On 13 December 2023, EU lawmakers announced that they had reached a provisional agreement on legislation to create a new EU Anti-Money Laundering Authority (AMLA) and on elements of the wider money-laundering package. This was the culmination of months of intense ‘trilogue’ negotiations between the European Commission (EC), European Parliament (EP) and EU governments (Council) on sweeping reforms to EU rules on anti-money laundering and countering the financing of terrorism (AML/CFT).

The EC first proposed its AML Reform Package in 2021, with the aim of improving the detection of suspicious transactions and activities and closing loopholes used to launder the proceeds of crime or finance terrorist activities through the financial system. The most eye-catching element of the package was the establishment of the new EU AMLA to raise AML supervision standards and coordinate the fight against illicit finance across Europe.

 Figure 1: AML Package Summary

The EC’s 2021 AML Package consisted of four key pillars:

To be the centrepiece of a new pan-EU AML/CFT supervisory system, with responsibility for directly supervising the most high-risk institutions, and for developing technical standards to specify the details of the new AML/CFT rulebook

To tighten and harmonise AML/CFT rules (e.g. on beneficial ownership registers, customer due diligence and AML governance) across the EU

To update the rules and framework concerning national AML/CFT supervisors and Financial Intelligence Units (FIUs)

#### Information supplied:

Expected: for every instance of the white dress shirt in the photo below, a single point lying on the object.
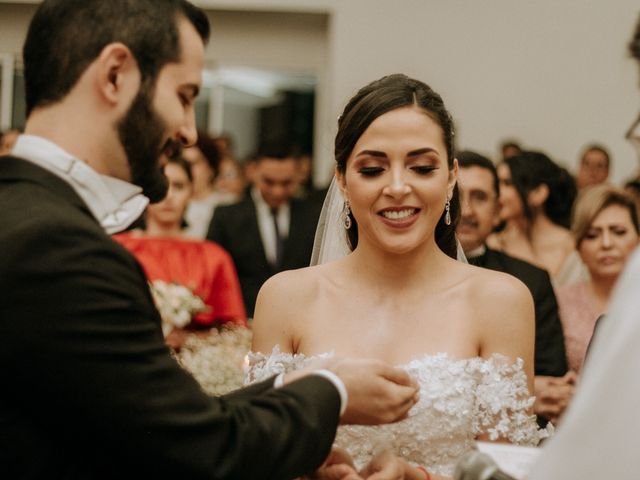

#### Challenges:
1. According to the passage on EU anti-money laundering reform, in what year did the European Commission first propose its AML Reform Package?
2. Continue the passage on EU anti-money laundering reform from its last line.
You won't need the data for any of this.

#### Expected answers:
1. In 2021.

2.
To extend existing rules on traceability of transactions to crypto-assets (agreed in April 2023)

Destination in sight?

Full details of the trilogue compromise have yet to be disclosed, and it may be several weeks before draft legislation is published. But the key features of the agreement are:

  • AMLA will directly supervise up to 40 financial institutions deemed to pose the highest risk of money laundering or terrorist financing, including at least one institution from each EU member state. This widens the scope of AMLA direct supervision from the original EC proposal, which was for AMLA to supervise 12 to 20 institutions.
  • Institutions potentially subject to direct AMLA supervision will be – at least – those active in at least 6 EU countries and will include crypto asset service providers. AMLA will draw up the selection criteria for financial entities to be directly supervised.
  • Direct supervision will be conducted by joint supervisory teams (JST) led by AMLA and including staff from the national AML authorities in countries where each institution is active. This follows the model for European Central Bank (ECB) supervision of the most significant banks in the European Banking Union.
  • As well as directly supervising the highest-risk institutions, AMLA will coordinate supervision of other financial entities by national authorities. AMLA will have the power to impose binding settlements in the event of disagreement between national authorities.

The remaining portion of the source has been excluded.